(Stored items)
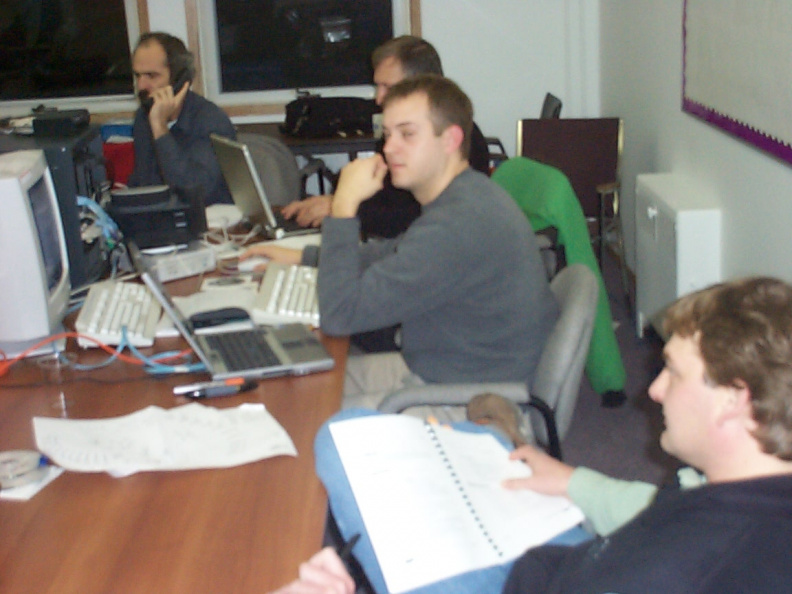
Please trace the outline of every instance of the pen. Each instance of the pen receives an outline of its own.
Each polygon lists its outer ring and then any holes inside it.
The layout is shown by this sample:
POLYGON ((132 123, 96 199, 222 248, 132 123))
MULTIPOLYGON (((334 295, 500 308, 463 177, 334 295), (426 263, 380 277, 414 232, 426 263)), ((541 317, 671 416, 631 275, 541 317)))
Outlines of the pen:
POLYGON ((242 377, 234 377, 226 380, 214 382, 201 382, 176 386, 173 388, 174 396, 186 396, 187 398, 215 398, 218 396, 231 396, 252 390, 258 384, 246 380, 242 377))
POLYGON ((338 551, 338 556, 341 558, 341 561, 343 561, 345 565, 349 563, 349 559, 352 556, 352 549, 355 548, 355 545, 359 540, 360 540, 360 532, 356 533, 354 536, 352 536, 352 538, 346 541, 344 546, 341 547, 341 549, 338 551))

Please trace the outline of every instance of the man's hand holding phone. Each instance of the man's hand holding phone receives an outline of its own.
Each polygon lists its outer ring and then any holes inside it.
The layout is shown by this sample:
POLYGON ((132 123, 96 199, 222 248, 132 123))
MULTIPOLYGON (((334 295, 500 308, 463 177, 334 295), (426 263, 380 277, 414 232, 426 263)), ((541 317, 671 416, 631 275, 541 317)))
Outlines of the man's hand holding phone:
POLYGON ((183 79, 177 81, 174 86, 167 85, 151 91, 147 102, 151 104, 149 123, 155 140, 168 133, 168 122, 175 120, 179 115, 189 90, 190 81, 183 79))

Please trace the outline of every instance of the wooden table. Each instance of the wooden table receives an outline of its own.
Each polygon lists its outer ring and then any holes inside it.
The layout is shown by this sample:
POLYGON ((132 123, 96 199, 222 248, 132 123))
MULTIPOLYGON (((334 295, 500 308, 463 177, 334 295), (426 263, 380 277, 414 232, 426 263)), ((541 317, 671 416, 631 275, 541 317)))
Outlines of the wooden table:
MULTIPOLYGON (((340 407, 347 340, 323 338, 336 367, 259 382, 205 401, 220 408, 263 402, 299 455, 229 469, 145 472, 126 478, 64 472, 27 502, 0 501, 0 592, 267 592, 297 576, 322 543, 326 495, 313 439, 340 407)), ((183 347, 159 340, 156 350, 183 347)), ((96 350, 80 362, 97 361, 96 350)), ((116 362, 43 382, 33 361, 0 378, 0 451, 35 449, 34 416, 105 418, 148 405, 184 404, 176 384, 116 362), (21 386, 21 387, 20 387, 21 386)))

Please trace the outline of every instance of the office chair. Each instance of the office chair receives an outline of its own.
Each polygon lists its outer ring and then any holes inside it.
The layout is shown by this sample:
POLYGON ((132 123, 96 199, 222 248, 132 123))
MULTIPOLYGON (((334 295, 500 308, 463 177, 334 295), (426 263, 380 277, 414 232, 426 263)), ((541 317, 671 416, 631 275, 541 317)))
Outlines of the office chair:
POLYGON ((574 264, 558 273, 550 288, 561 315, 542 350, 530 391, 520 382, 426 384, 388 395, 379 410, 397 413, 414 406, 464 406, 476 394, 494 392, 518 403, 529 414, 534 439, 561 459, 561 440, 572 422, 589 350, 598 286, 591 270, 574 264))
POLYGON ((562 105, 563 103, 561 102, 561 99, 552 93, 547 93, 545 95, 544 102, 542 103, 542 111, 539 114, 539 117, 543 120, 560 118, 562 105))
POLYGON ((308 195, 307 183, 317 176, 319 193, 325 193, 325 180, 332 181, 332 172, 321 159, 311 158, 300 167, 297 158, 286 144, 274 136, 240 132, 237 140, 247 145, 256 166, 261 184, 270 204, 285 206, 308 195))
POLYGON ((517 152, 560 169, 569 178, 589 224, 597 260, 605 248, 619 259, 629 300, 619 204, 624 128, 619 118, 524 119, 517 122, 517 152))
POLYGON ((503 146, 501 139, 497 136, 486 136, 484 140, 487 141, 487 152, 489 153, 489 170, 490 175, 498 168, 498 165, 503 163, 509 158, 506 154, 506 147, 503 146))

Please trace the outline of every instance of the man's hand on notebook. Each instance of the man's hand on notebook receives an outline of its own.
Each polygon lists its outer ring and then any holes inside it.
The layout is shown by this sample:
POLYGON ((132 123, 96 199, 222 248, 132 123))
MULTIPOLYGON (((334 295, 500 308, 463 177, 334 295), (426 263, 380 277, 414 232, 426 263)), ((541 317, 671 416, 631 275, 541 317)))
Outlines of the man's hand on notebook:
MULTIPOLYGON (((302 250, 272 245, 268 242, 256 243, 239 256, 239 261, 244 262, 251 258, 266 258, 281 264, 300 264, 302 261, 302 250)), ((266 267, 266 262, 262 260, 261 264, 257 265, 253 270, 264 270, 266 267)))
POLYGON ((284 206, 281 214, 287 219, 294 219, 300 227, 319 227, 324 218, 330 216, 332 201, 330 194, 295 200, 284 206))
POLYGON ((531 469, 531 476, 503 481, 507 489, 530 489, 545 495, 567 495, 569 480, 575 470, 530 445, 524 445, 509 454, 511 460, 521 460, 531 469))
POLYGON ((354 594, 355 582, 335 550, 326 547, 300 565, 300 578, 272 594, 354 594))

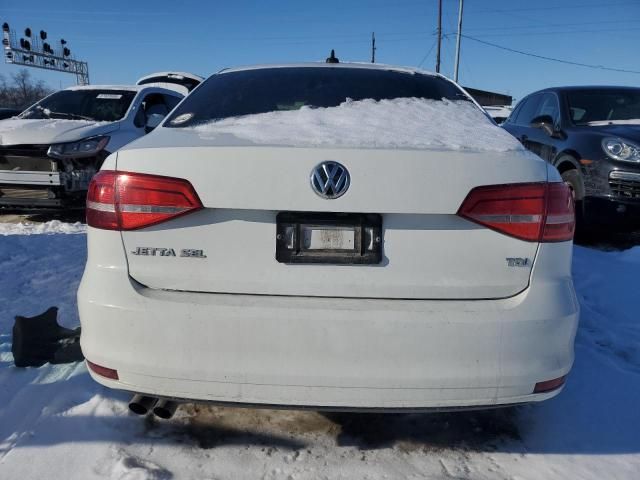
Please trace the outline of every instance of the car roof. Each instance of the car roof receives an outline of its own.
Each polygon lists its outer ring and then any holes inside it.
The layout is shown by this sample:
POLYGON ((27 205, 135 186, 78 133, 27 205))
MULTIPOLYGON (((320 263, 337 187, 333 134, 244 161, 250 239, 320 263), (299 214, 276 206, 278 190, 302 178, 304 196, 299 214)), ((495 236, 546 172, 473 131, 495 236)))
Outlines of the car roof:
MULTIPOLYGON (((195 75, 193 73, 189 73, 189 72, 155 72, 155 73, 150 73, 149 75, 145 75, 144 77, 140 77, 138 79, 138 81, 136 82, 136 84, 140 83, 140 82, 144 82, 145 80, 148 80, 150 78, 155 78, 155 77, 171 77, 171 76, 181 76, 181 77, 185 77, 191 80, 197 80, 198 82, 201 82, 203 80, 203 78, 200 75, 195 75)), ((144 83, 143 83, 144 85, 144 83)))
POLYGON ((141 92, 143 90, 159 90, 171 93, 178 93, 182 96, 185 96, 185 93, 178 90, 170 88, 170 86, 166 86, 165 84, 158 85, 155 83, 149 83, 145 85, 74 85, 72 87, 67 87, 65 90, 125 90, 130 92, 141 92))
POLYGON ((442 77, 447 80, 444 75, 439 73, 430 72, 428 70, 421 70, 413 67, 400 67, 395 65, 386 65, 384 63, 364 63, 364 62, 343 62, 343 63, 326 63, 326 62, 301 62, 301 63, 274 63, 274 64, 258 64, 247 65, 233 68, 225 68, 218 73, 231 73, 242 72, 247 70, 262 70, 266 68, 361 68, 366 70, 383 70, 394 71, 401 73, 420 73, 423 75, 430 75, 432 77, 442 77))
POLYGON ((142 88, 142 85, 74 85, 65 88, 65 90, 129 90, 139 92, 142 88))
POLYGON ((576 92, 581 90, 640 90, 640 87, 631 87, 628 85, 567 85, 563 87, 548 87, 543 88, 542 90, 537 90, 535 92, 531 92, 528 96, 533 95, 535 93, 545 93, 545 92, 576 92))

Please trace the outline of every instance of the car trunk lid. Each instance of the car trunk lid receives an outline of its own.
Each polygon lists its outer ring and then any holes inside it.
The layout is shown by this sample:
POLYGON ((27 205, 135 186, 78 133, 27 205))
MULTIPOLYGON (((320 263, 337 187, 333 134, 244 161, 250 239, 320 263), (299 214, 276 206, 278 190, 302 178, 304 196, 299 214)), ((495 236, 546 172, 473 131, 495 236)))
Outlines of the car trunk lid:
POLYGON ((475 187, 547 180, 545 163, 521 151, 142 148, 121 151, 117 168, 185 178, 204 207, 122 233, 136 281, 167 290, 325 297, 485 299, 523 291, 538 243, 457 212, 475 187), (351 178, 336 199, 322 198, 311 184, 313 169, 327 161, 351 178), (277 218, 287 212, 379 215, 379 263, 278 261, 277 218))

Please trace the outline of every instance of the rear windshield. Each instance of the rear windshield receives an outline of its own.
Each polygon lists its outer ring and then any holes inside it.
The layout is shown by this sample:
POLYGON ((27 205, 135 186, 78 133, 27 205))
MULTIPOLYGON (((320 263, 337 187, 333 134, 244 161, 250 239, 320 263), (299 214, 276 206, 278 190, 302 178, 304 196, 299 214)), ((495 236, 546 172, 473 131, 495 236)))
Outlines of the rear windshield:
POLYGON ((21 118, 64 118, 115 122, 124 117, 136 92, 130 90, 60 90, 26 110, 21 118))
POLYGON ((393 98, 469 100, 453 83, 419 73, 365 68, 287 67, 209 77, 173 112, 165 127, 187 127, 228 117, 337 107, 393 98))
POLYGON ((640 119, 640 89, 594 89, 567 92, 575 125, 640 119))

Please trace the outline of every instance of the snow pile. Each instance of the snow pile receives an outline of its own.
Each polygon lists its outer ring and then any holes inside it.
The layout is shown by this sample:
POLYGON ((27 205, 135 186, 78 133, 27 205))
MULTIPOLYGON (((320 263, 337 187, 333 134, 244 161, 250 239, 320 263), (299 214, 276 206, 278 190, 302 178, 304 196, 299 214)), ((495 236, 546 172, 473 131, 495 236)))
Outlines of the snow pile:
POLYGON ((0 223, 0 235, 52 235, 55 233, 85 233, 84 223, 65 223, 60 220, 50 220, 43 223, 0 223))
POLYGON ((522 148, 471 102, 418 98, 347 101, 338 107, 302 107, 191 128, 203 139, 233 135, 262 145, 497 152, 522 148))
POLYGON ((0 478, 602 480, 640 471, 640 247, 576 247, 576 363, 553 400, 434 415, 183 406, 167 422, 83 364, 16 369, 14 315, 78 322, 84 235, 0 238, 0 478))

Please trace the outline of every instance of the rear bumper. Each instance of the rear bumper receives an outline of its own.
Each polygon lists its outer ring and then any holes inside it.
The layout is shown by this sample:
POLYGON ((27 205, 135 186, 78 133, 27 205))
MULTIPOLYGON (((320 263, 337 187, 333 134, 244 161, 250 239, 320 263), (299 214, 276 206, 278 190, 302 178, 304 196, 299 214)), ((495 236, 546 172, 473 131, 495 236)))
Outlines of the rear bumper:
POLYGON ((541 250, 533 276, 545 277, 502 300, 202 294, 136 283, 118 234, 96 232, 78 292, 82 350, 118 371, 117 381, 92 373, 108 387, 196 401, 396 410, 545 400, 559 390, 534 385, 569 372, 578 303, 571 245, 541 250))

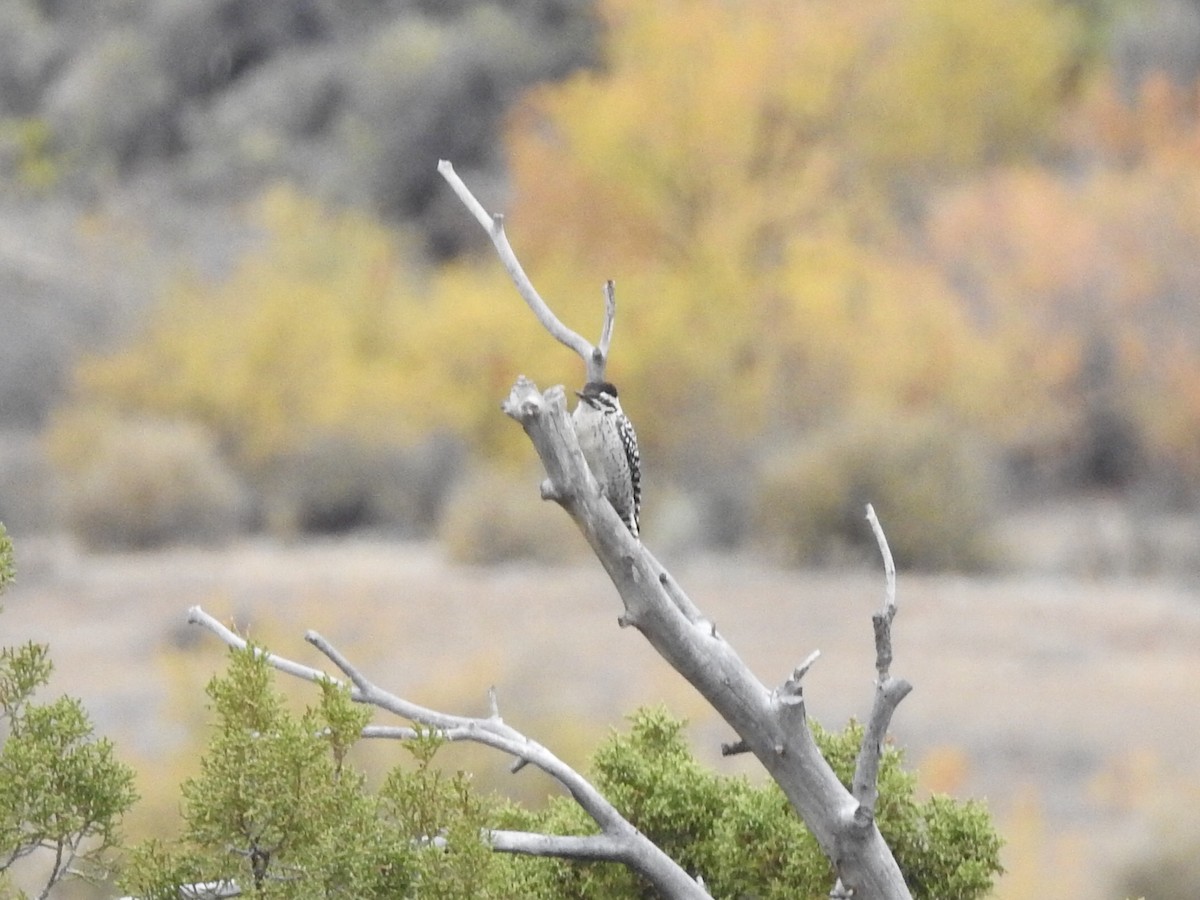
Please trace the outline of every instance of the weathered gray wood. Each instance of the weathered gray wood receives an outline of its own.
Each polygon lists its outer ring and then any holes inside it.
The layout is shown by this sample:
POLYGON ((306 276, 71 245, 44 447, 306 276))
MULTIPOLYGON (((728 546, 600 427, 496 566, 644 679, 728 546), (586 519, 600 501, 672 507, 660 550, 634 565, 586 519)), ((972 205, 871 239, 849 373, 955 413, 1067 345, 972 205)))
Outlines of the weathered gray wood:
MULTIPOLYGON (((553 387, 542 394, 522 376, 502 408, 521 423, 542 460, 547 474, 542 496, 567 511, 612 579, 624 605, 622 624, 637 628, 737 732, 783 789, 855 897, 909 898, 895 857, 875 826, 874 782, 872 806, 846 790, 813 740, 800 679, 789 679, 776 690, 763 685, 629 533, 588 471, 563 389, 553 387)), ((894 701, 887 711, 890 718, 890 709, 902 695, 894 690, 886 695, 894 701)), ((886 721, 882 713, 872 714, 871 724, 886 726, 886 721)), ((874 751, 876 766, 879 752, 874 751)), ((869 759, 870 751, 865 756, 869 759)))

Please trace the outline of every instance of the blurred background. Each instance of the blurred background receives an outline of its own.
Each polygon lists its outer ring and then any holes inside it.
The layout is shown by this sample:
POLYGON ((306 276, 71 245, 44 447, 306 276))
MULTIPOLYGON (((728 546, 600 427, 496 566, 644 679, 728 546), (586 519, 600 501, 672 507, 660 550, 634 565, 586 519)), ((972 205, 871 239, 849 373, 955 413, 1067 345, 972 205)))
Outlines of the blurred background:
POLYGON ((135 833, 193 602, 510 685, 575 761, 660 699, 725 737, 537 500, 498 404, 582 368, 440 158, 593 340, 616 280, 646 540, 765 679, 819 645, 865 712, 870 501, 897 741, 994 796, 997 895, 1200 894, 1195 0, 0 4, 0 635, 138 758, 135 833))

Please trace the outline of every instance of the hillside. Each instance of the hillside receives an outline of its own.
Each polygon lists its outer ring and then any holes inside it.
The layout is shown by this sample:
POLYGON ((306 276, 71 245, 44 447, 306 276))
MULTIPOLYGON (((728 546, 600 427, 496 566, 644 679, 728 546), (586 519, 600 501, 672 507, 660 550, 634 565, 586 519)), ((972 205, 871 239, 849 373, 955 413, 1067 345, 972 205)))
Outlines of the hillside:
POLYGON ((74 359, 165 279, 228 270, 279 182, 477 240, 435 164, 503 193, 498 130, 596 56, 590 0, 14 0, 0 9, 0 431, 40 426, 74 359))

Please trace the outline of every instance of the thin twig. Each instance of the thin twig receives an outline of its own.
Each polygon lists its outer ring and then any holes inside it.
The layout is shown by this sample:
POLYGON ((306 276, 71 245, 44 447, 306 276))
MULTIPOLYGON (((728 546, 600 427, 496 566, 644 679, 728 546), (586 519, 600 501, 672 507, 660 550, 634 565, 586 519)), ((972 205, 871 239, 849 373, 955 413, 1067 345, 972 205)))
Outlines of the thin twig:
POLYGON ((529 280, 529 276, 525 274, 525 269, 521 266, 521 261, 517 259, 517 254, 513 251, 512 245, 508 242, 508 237, 504 233, 504 216, 500 214, 488 215, 488 211, 484 209, 475 195, 471 193, 471 189, 454 171, 454 166, 449 160, 438 161, 438 172, 446 179, 454 193, 458 195, 458 199, 463 202, 475 220, 483 226, 484 231, 488 233, 488 237, 492 239, 492 244, 496 248, 496 253, 500 257, 500 262, 504 264, 509 277, 513 284, 516 285, 517 292, 521 295, 526 305, 533 310, 533 314, 537 316, 538 321, 542 323, 542 327, 550 332, 551 336, 559 343, 579 355, 585 366, 588 366, 589 373, 592 365, 592 345, 584 339, 584 337, 566 325, 554 315, 554 312, 542 299, 541 295, 534 288, 533 282, 529 280))
POLYGON ((483 204, 475 199, 475 195, 471 193, 471 189, 467 187, 466 183, 458 177, 458 173, 454 171, 454 166, 450 160, 438 160, 437 168, 441 176, 446 179, 447 183, 454 190, 454 193, 458 195, 458 199, 462 201, 463 206, 475 217, 475 221, 483 226, 484 231, 490 233, 494 224, 491 215, 483 208, 483 204))
POLYGON ((867 504, 867 521, 871 523, 871 531, 875 533, 875 543, 879 545, 879 552, 883 554, 883 574, 884 574, 884 597, 883 608, 885 611, 896 608, 896 562, 892 559, 892 550, 888 546, 887 535, 883 533, 883 526, 879 524, 879 517, 875 515, 875 507, 870 503, 867 504))
POLYGON ((496 686, 494 684, 488 688, 487 698, 489 718, 494 719, 497 722, 503 722, 504 719, 500 717, 500 700, 496 696, 496 686))
POLYGON ((813 663, 820 658, 820 650, 814 650, 812 653, 808 654, 808 656, 805 657, 804 662, 796 666, 795 670, 792 672, 792 677, 790 680, 799 684, 800 681, 803 680, 804 676, 808 674, 808 670, 813 667, 813 663))
POLYGON ((604 282, 604 324, 600 326, 600 342, 592 351, 588 363, 588 381, 603 381, 608 365, 608 348, 612 343, 613 323, 617 318, 617 288, 610 278, 604 282))
MULTIPOLYGON (((246 649, 247 642, 245 638, 226 628, 199 606, 193 606, 188 610, 188 623, 203 625, 230 647, 238 650, 246 649)), ((322 681, 338 683, 338 679, 331 677, 328 673, 322 672, 320 669, 314 669, 312 666, 306 666, 302 663, 285 659, 282 656, 276 656, 274 653, 268 653, 261 647, 255 647, 254 652, 256 655, 264 657, 273 668, 278 669, 280 672, 286 672, 288 675, 293 675, 296 678, 302 678, 305 681, 311 681, 315 684, 319 684, 322 681)))
POLYGON ((613 862, 621 860, 628 852, 622 838, 609 834, 557 835, 492 830, 487 832, 487 838, 493 850, 527 856, 613 862))

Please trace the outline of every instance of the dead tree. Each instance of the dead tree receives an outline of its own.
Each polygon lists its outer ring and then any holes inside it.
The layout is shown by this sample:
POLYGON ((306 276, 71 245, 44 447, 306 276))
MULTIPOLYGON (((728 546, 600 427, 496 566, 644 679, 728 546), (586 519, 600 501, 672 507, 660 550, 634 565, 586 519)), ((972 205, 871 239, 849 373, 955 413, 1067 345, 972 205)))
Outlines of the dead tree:
MULTIPOLYGON (((616 315, 612 282, 605 285, 604 325, 600 341, 593 347, 563 325, 538 295, 508 243, 503 217, 488 215, 449 162, 443 160, 438 169, 491 237, 538 321, 579 354, 589 381, 603 380, 616 315)), ((779 687, 762 684, 601 496, 571 428, 563 389, 554 387, 543 394, 520 377, 503 409, 521 423, 546 469, 542 497, 567 511, 621 595, 625 607, 621 625, 632 626, 645 636, 729 723, 739 737, 736 749, 753 753, 783 789, 833 862, 840 880, 835 893, 889 900, 908 897, 895 858, 875 826, 876 775, 884 736, 896 705, 912 686, 890 673, 895 567, 874 511, 868 509, 868 516, 884 555, 887 590, 883 610, 873 617, 875 697, 853 789, 847 791, 822 757, 806 720, 802 679, 815 654, 779 687)))
MULTIPOLYGON (((449 162, 438 170, 480 225, 521 297, 546 330, 583 360, 586 380, 604 380, 616 302, 612 282, 605 285, 605 315, 600 340, 592 345, 566 327, 538 295, 508 243, 503 218, 489 215, 455 174, 449 162)), ((562 387, 545 393, 524 376, 517 378, 502 409, 528 434, 546 471, 543 499, 558 503, 575 522, 620 594, 622 627, 633 627, 724 718, 738 739, 726 753, 753 753, 782 788, 797 815, 832 861, 837 883, 831 897, 858 900, 905 900, 911 894, 895 857, 875 824, 876 779, 888 724, 897 704, 911 690, 891 675, 891 624, 896 614, 895 568, 874 511, 867 518, 884 558, 886 587, 872 617, 875 640, 875 693, 859 748, 851 789, 838 780, 821 755, 809 729, 803 678, 816 661, 814 651, 777 687, 760 682, 679 584, 635 538, 600 492, 579 449, 562 387)), ((244 642, 199 608, 190 621, 204 625, 233 646, 244 642)), ((446 740, 468 740, 512 755, 514 771, 533 765, 556 779, 596 821, 600 834, 558 836, 492 831, 485 837, 500 852, 567 859, 611 861, 629 866, 667 898, 708 897, 695 879, 642 835, 600 793, 547 748, 507 725, 494 695, 491 714, 467 718, 427 709, 373 684, 353 663, 315 632, 306 639, 321 650, 352 686, 352 697, 392 712, 446 740)), ((276 668, 311 681, 330 676, 273 654, 276 668)), ((370 726, 364 737, 409 739, 416 730, 370 726)))

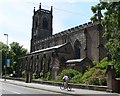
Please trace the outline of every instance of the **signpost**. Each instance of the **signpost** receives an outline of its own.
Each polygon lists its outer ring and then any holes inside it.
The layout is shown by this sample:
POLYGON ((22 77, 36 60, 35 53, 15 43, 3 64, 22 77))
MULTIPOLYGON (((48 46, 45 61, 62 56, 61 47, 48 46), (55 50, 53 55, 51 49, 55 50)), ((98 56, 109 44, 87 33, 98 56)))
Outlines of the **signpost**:
MULTIPOLYGON (((4 34, 7 36, 7 48, 6 48, 6 59, 7 59, 7 53, 8 53, 8 34, 4 34)), ((6 81, 6 67, 7 67, 7 60, 5 59, 5 81, 6 81)))

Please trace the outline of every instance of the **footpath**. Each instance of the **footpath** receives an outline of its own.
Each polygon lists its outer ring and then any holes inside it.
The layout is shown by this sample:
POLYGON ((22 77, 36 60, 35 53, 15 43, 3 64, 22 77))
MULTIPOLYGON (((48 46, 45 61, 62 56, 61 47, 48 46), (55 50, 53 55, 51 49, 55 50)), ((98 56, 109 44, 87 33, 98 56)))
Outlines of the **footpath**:
POLYGON ((23 81, 16 81, 16 80, 6 80, 0 79, 0 82, 4 83, 11 83, 19 86, 34 88, 34 89, 40 89, 40 90, 46 90, 46 91, 52 91, 62 94, 68 94, 68 95, 79 95, 79 96, 120 96, 120 94, 117 93, 109 93, 105 91, 95 91, 95 90, 88 90, 88 89, 77 89, 72 88, 71 91, 67 90, 61 90, 59 86, 54 85, 46 85, 46 84, 37 84, 37 83, 25 83, 23 81))

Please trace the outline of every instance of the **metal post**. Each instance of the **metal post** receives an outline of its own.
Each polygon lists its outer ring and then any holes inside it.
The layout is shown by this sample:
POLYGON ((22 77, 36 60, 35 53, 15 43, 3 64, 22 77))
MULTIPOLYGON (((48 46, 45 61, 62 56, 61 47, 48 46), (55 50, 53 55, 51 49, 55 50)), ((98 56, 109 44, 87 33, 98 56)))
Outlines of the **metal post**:
POLYGON ((6 67, 7 67, 7 53, 8 53, 8 34, 4 34, 5 36, 7 36, 7 48, 6 48, 6 58, 5 58, 5 81, 6 81, 6 67))

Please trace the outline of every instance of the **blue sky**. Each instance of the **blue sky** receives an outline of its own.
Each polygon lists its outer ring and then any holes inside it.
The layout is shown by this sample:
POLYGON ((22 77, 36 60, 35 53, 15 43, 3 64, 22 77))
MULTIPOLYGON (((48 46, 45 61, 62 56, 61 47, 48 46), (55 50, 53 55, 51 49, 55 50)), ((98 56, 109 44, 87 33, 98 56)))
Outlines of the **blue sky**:
POLYGON ((53 6, 53 34, 87 23, 93 15, 91 6, 98 0, 0 0, 0 41, 20 43, 30 50, 33 9, 50 10, 53 6), (94 2, 93 2, 94 1, 94 2))

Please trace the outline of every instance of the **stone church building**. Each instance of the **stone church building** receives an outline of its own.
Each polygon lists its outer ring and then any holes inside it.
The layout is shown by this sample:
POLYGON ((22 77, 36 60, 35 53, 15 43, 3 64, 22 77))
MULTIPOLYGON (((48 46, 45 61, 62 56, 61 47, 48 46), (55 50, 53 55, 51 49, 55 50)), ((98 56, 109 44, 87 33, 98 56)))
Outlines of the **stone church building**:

ASSIGNMENT: For the word "stone", count how many lines of the entries contain it; give the number and nothing more.

EXERCISE ANSWER: 2